§ Task description
Turn every line of the records below into a JSON list of strings, one string per line, skipping blank lines. Leave the pictures out.
····················
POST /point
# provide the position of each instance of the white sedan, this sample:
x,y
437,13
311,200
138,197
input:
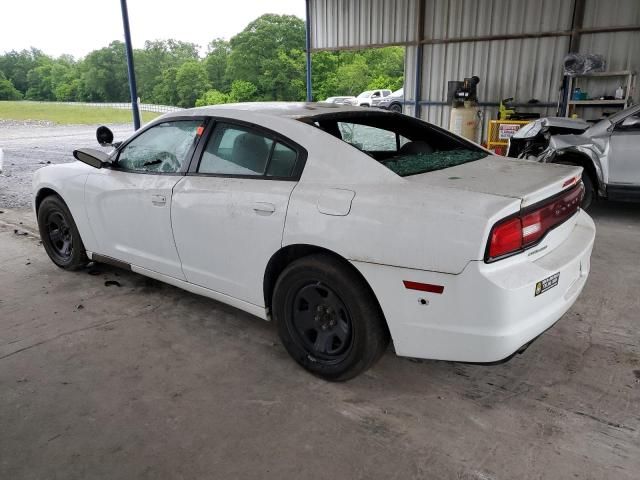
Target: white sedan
x,y
347,227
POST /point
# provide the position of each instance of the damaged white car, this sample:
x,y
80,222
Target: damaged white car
x,y
608,151
346,226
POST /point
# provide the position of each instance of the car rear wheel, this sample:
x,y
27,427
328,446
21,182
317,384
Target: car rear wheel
····················
§ Exercise solution
[
  "POST /point",
  "# provide the position of each instance of the white sedan, this sample:",
  "x,y",
  "437,13",
  "311,200",
  "138,197",
  "input:",
  "Target: white sedan",
  "x,y",
  "347,227",
  "POST /point",
  "# provide the position of each instance of the damaged white car, this sample:",
  "x,y",
  "80,222",
  "Target: damaged white car",
  "x,y",
  "608,151",
  "346,226",
  "POST /point",
  "# provide the position of each instance of the car rear wheel, this sample:",
  "x,y",
  "27,427",
  "328,446",
  "21,182",
  "317,384",
  "Target: car rear wheel"
]